— START Selection —

Resource icon

Hard Drive Burn-In Testing - Discussion Thread

ChrisRJ

Wizard
Joined
Oct 23, 2020
Messages
1,906
My burn-in was letting my new NAS run as a backup for the old one, using replication tasks. The latter also took care of data migration, BTW. This phase lasted about 3 months. I still got bitten after 8 months, but that's life.
 

Shigure

Dabbler
Joined
Sep 1, 2022
Messages
39
I might be on the wrong route now.

I have several EXOS drives in a new box then configured the pool before I realized I only run smart short, conveyance and long but not badblocks. All smart tests showed no error and the smart specs seems fine. I'm running badblocks now but basically all drives are showing something like this (0/0/{some numbers} errors), which I understands as there is no error during writing and reading but errors during comparsion? It is no finished yet and there is no badblocks address in the output It's a pool contains both data vdev and metadata vdev.

What I used is
badblocks -wsv -b 4096 /dev/sde

Since I have no data on the pool yet maybe I should distroy the pool then rerun badbloccks?
 
Joined
Oct 22, 2019
Messages
3,589
Since I have no data on the pool yet maybe I should distroy the pool then rerun badbloccks?

— END Selection —
— START Available data —

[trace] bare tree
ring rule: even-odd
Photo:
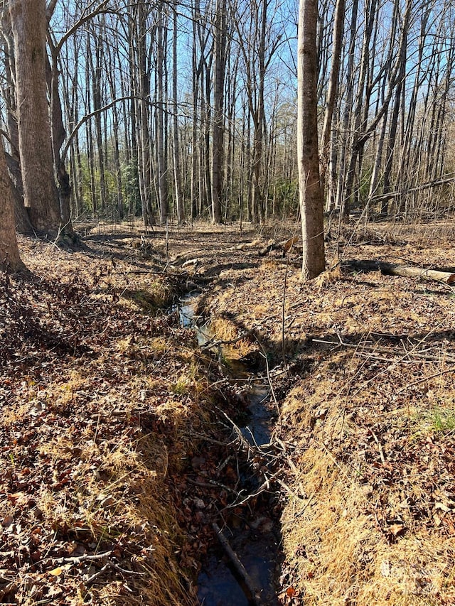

— END Available data —

Continue the forum thread on hard drive burn-in testing from the point where it stops.

Running badblocks with the "-w" flag effectively destroys the data on it.

all drives are showing something like this (0/0/{some numbers} errors)
Is the third number very large? Did you check the connections/cables of all drives involved, including any HBA (if applicable)?
 

Shigure

Dabbler
Joined
Sep 1, 2022
Messages
39
Running badblocks with the "-w" flag effectively destroys the data on it.


Is the third number very large? Did you check the connections/cables of all drives involved, including any HBA (if applicable)?

Thanks, I know it's a destructive test but I'm not sure if in a configured pool will there be any differences or not.

There are 4 drives running now, only about 10% of reading and comparing finished on each though. 3 of them have less than 100 comparison errors, the last one has about 40K but it hasn't change for hours. All cables should be fine but I will double check.
 
Joined
Oct 22, 2019
Messages
3,589
Thanks, I know it's a destructive test but I'm not sure if in a configured pool will there be any differences or not.
If you're using badblocks in a destructive mode, the drive(s) should not be members of any vdev/pool in the first place. Are you implying that your pool was "imported" and then you started to run a destructive pass of badblocks on the drives? :oops:


There are 4 drives running now, only about 10% of reading and comparing finished on each though. 3 of them have less than 100 comparison errors, the last one has about 40K but it hasn't change for hours. All cables should be fine but I will double check.
The definitely smells like a connection/cable issue. (Hopefully not a RAM and/or CPU issue.)

Check / re-do all points where something connects into something else, including an HBA seated in the motherboard (if applicable):
✔ All data cables involved
✔ Connections to the back of each drive
✔ Connections to the motherboard (or HBA)
✔ HBA to the motherboard (if applicable)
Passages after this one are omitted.